● Texto
__________________________________________________

Mientras que, por un lado, el legajo de documentos acerca del embalsamamiento de Max asegura que Licea hizo su chamba como se debía,  entorpecida por una multitud de curiosos que se metieron a presenciar lo que no les tocaba, birlándole al médico algunas pertenencias del archiduque y hasta parte de su instrumental de trabajo, los testimonios de personas como la indignada Concha, aseguran que Licea se puso a vender fragmentos de la barba del emperador de una manera totalmente desvergonzada. Licea dejó un informe, según el cual, el médico de Maximiliano el dr. Samuel Basch, habría estado presente en el proceso y que, incluso, le proporcionó a Licea algunos de los materiales propios del embalsamamiento de cadáveres. incluso, refiere Licea, Basch le proporcionó un excelente «aceite egipcio» con el cual barnizó tres veces el cuerpo. Si le hacemos caso al dicho del sujeto, no habría razones para que el gobierno mexicano se viese obligado a  rehacer el embalsamamiento del desafortunado archiduque.

__________________________________________________

● Material de origen
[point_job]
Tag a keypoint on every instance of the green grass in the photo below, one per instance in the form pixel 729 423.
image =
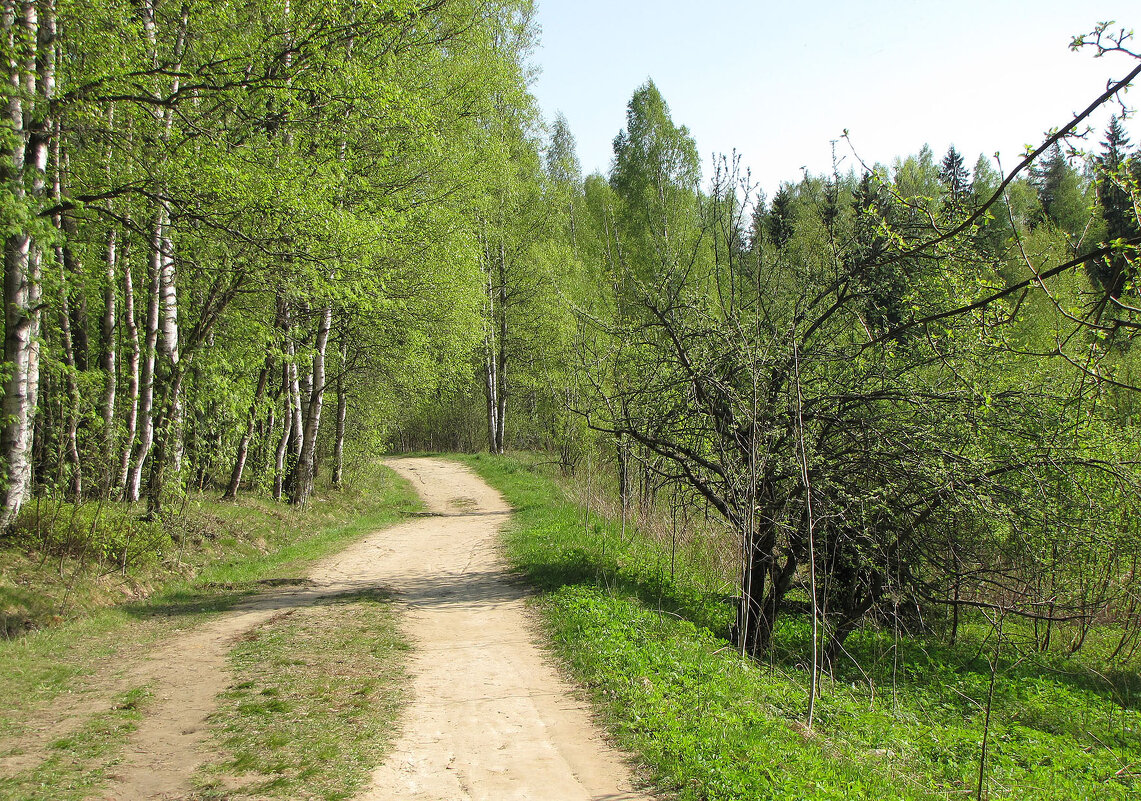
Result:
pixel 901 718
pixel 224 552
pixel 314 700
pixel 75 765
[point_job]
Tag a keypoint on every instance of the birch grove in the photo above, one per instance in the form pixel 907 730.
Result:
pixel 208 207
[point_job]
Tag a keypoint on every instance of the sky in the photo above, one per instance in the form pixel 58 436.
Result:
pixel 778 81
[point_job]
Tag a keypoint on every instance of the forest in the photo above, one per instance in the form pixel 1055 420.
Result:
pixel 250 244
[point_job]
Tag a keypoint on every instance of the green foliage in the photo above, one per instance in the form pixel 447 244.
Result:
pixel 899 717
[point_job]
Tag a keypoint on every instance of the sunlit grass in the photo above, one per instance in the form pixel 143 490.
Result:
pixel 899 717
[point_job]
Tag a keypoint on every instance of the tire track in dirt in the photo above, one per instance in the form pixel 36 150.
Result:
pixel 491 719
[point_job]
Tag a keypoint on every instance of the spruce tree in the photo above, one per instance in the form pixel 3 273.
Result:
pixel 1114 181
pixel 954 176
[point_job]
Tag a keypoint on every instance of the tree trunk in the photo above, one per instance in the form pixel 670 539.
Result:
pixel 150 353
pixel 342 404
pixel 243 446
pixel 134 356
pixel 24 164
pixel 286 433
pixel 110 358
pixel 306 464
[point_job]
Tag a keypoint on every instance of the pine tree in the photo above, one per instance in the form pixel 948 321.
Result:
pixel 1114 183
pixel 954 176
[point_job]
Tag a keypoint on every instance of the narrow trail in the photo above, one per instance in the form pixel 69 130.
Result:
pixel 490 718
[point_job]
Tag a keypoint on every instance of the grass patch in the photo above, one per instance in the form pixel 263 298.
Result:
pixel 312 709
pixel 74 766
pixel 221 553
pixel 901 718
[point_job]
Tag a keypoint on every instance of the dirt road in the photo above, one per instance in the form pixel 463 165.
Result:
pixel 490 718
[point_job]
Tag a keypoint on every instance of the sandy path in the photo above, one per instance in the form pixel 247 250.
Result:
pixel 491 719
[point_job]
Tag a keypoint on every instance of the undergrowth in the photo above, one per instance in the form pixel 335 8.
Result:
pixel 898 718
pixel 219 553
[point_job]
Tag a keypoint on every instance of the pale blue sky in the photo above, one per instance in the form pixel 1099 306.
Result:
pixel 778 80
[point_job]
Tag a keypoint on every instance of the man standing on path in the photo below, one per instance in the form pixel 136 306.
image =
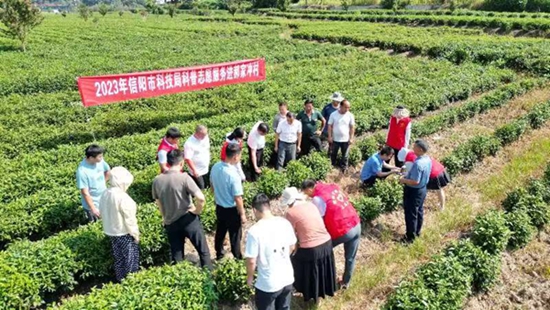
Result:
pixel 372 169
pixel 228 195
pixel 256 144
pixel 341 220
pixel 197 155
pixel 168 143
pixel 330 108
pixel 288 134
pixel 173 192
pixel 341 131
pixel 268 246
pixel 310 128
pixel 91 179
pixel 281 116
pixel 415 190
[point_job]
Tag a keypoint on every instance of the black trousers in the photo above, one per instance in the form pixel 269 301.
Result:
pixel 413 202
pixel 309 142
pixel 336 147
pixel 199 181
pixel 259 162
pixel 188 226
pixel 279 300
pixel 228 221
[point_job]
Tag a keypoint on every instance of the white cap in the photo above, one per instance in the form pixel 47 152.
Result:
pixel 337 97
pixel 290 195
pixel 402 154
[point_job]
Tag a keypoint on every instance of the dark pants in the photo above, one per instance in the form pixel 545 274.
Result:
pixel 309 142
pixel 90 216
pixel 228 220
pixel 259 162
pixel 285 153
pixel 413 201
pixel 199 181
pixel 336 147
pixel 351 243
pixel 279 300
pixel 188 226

__________________________________________________

● Problemas por resolver
#1 Responde según el texto sobre el embalsamamiento de Maximiliano:
(a) De acuerdo con testimonios como el de Concha, ¿qué se puso a vender Licea?
(b) Según el informe de Licea, ¿quién era el médico de Maximiliano?
(c) ¿Cuántas veces barnizó Licea el cuerpo con el «aceite egipcio»?
#2 Retoma el texto sobre el embalsamamiento de Maximiliano y continúalo a partir de su última oración.

● Resultados por tarea
#1
(a) Fragmentos de la barba del emperador.
(b) El doctor Samuel Basch.
(c) Tres veces.

#2
Es más; en sus escritos, Licea chilla y chilla de que, en el borlote -que erróneamente permitió- armado en torno al cuerpo del emperador, y donde se metió hasta la galopina de la cocina «para ver» (como corresponde a nuestras mexicanísimas costumbres), le robaron parte de su instrumental de trabajo, sin que, después, hallara a quién reclamarle que se los devolvieran o se los repusieran. En este punto, me imagino a Sebastián Lerdo, ministro de Relaciones Exteriores y responsable de todo lo referente al real cadáver, llorando de risa al leer los chantajes sentimentales del médico incompetente, al que, por otro lado, algo le hallaron, porque a Licea lo metieron al bote un ratito por andar comerciando con reliquias austriacas.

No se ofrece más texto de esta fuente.